═══ Information shown

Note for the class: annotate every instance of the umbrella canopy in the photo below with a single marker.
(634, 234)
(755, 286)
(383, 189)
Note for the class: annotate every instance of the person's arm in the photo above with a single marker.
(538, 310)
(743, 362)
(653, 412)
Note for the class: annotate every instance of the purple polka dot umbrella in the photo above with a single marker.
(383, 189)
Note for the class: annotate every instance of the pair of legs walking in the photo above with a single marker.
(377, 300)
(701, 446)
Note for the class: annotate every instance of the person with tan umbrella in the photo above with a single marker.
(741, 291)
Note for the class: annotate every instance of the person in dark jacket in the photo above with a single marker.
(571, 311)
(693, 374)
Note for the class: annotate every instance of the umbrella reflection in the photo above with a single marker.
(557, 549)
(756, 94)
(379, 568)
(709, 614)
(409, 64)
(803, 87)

══════
═══ Information shown

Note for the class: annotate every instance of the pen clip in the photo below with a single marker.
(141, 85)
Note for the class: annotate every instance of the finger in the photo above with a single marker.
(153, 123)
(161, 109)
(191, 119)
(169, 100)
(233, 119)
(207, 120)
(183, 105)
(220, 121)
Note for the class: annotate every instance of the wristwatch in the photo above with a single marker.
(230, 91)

══════
═══ Information shown

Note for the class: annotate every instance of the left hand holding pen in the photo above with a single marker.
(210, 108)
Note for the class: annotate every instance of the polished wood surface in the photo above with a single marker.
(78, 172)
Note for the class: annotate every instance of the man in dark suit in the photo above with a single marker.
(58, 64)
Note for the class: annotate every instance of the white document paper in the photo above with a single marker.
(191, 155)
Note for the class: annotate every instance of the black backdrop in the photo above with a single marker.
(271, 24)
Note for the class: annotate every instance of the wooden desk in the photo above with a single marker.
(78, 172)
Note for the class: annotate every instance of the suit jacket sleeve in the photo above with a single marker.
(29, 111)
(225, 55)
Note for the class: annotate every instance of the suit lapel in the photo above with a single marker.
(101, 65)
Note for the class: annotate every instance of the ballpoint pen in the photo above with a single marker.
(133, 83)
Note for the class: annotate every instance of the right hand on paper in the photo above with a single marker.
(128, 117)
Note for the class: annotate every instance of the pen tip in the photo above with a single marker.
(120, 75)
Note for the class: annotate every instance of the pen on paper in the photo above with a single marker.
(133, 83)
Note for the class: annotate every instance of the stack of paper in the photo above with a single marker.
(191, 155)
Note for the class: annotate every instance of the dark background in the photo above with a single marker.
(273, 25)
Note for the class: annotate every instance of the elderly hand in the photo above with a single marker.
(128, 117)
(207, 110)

══════

• _Problem description_:
Copy out every line above that contains the word "dark". Case counts.

• _Expected answer_:
Note for the class: annotate every instance of the person in dark jacket in the photo above with a single marker.
Note for the class: annotate every instance of the man in dark suit in the photo above with a single marker.
Note for the class: annotate every instance of the dark background in the photo above with a single marker.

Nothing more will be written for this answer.